▸ **Data provided**
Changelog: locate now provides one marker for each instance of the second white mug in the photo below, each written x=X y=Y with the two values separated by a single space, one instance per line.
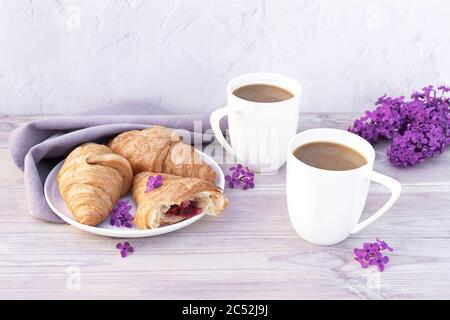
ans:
x=259 y=132
x=325 y=206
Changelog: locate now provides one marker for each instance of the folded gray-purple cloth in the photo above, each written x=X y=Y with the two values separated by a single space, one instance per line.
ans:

▸ **Exercise prompt**
Reproduce the material above, switching every "marker" to "coordinate pair" and keeping everything else unchanged. Leave the pictures out of your answer.

▸ **Exercise solution**
Changelog: locate now provides one coordinate pair for each instance of the second white mug in the photo below, each written x=X y=Y with the two values separated by a single space, one instance per line.
ans:
x=259 y=132
x=325 y=206
Changelog: locate now provides one coordinate pair for each instance of the folded gray-purple cloth in the photo above, each written x=X y=Y with the two values separated by a single space, one instance per line.
ans:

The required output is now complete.